### Source material

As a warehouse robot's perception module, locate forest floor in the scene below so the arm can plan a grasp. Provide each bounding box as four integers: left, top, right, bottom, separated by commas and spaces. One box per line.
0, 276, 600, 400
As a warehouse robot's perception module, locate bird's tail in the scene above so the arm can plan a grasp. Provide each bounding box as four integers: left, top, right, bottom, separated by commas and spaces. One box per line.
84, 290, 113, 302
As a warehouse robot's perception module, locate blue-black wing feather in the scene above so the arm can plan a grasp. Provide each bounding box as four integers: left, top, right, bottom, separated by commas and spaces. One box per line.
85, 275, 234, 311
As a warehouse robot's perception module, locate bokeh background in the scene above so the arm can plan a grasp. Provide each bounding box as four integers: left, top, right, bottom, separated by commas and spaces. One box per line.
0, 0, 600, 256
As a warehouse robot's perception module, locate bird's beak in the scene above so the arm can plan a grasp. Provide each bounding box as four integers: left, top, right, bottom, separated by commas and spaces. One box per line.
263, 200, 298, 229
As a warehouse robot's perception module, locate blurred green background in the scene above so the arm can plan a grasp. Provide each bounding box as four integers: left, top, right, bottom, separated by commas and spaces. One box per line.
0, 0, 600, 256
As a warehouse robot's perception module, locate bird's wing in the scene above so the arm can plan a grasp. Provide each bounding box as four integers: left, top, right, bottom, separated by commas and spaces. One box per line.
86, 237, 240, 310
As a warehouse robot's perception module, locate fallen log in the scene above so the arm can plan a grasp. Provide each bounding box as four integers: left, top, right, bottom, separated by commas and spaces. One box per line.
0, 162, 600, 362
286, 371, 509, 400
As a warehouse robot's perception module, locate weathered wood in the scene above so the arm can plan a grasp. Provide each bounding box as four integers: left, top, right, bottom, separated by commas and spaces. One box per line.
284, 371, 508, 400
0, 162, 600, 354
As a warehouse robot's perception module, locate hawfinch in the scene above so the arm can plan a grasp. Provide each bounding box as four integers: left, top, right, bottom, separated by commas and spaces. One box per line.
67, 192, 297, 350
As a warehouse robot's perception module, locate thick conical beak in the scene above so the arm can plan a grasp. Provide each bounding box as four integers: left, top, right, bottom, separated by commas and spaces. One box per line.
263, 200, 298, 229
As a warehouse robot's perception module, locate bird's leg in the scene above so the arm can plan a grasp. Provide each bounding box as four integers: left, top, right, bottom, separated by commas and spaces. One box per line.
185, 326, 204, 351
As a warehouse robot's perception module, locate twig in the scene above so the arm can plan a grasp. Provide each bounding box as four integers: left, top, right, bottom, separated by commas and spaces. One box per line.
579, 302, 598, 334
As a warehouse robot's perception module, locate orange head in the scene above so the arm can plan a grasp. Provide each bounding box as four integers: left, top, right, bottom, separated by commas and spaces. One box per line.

######

(Set exercise) Render the entries as a numbered list, starting at the first line and ending at the line containing "85, 275, 234, 311", both included. Omit blank lines.

(Result of this task)
1. As a warehouse robot's perception module, locate forest floor in the scene below so the arm can plan a grasp. Provide each bounding box as four integers: left, top, right, bottom, separated by commas and spaces. One box per line.
2. 0, 276, 600, 400
3. As a warehouse robot's perception module, locate bird's tail in the scene above so the arm can plan a grasp. Provide each bounding box as four integers: left, top, right, bottom, separated by commas and spaces. One box per line.
4. 84, 290, 113, 302
5. As a warehouse robot's perception module, locate blue-black wing feather in the scene above so the arm can plan a grasp. Provide each bounding box as four integers: left, top, right, bottom, separated by commas and spaces. One box per line.
6. 85, 275, 234, 311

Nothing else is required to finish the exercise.